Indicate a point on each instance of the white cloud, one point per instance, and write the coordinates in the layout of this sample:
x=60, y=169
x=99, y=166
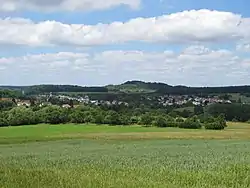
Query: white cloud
x=211, y=67
x=63, y=5
x=196, y=27
x=243, y=47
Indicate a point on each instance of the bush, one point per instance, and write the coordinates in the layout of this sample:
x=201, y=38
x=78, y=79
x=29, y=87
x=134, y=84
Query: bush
x=214, y=126
x=179, y=120
x=134, y=120
x=190, y=123
x=54, y=115
x=146, y=119
x=172, y=124
x=77, y=117
x=160, y=121
x=3, y=122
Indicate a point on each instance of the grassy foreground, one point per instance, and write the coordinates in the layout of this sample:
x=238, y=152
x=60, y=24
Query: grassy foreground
x=101, y=156
x=23, y=134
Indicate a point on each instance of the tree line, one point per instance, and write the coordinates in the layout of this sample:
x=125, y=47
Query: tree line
x=96, y=115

Exercise details> Would you transcribe, unchanged, every line of the material from the one containing "Query: bush" to the very end, including both, and nothing else?

Response for this exercise>
Query: bush
x=214, y=126
x=179, y=120
x=134, y=120
x=190, y=123
x=54, y=115
x=146, y=119
x=172, y=124
x=77, y=117
x=160, y=121
x=3, y=122
Indicate a point on each instance of the grassy foreground, one point per instance, and write the coordinates in the layout of this sample:
x=238, y=152
x=60, y=24
Query: grassy foreground
x=101, y=156
x=23, y=134
Indicate a point on each instance of the tree line, one point per instance, and write the coordinates in the layout of this sample:
x=125, y=47
Query: tree line
x=96, y=115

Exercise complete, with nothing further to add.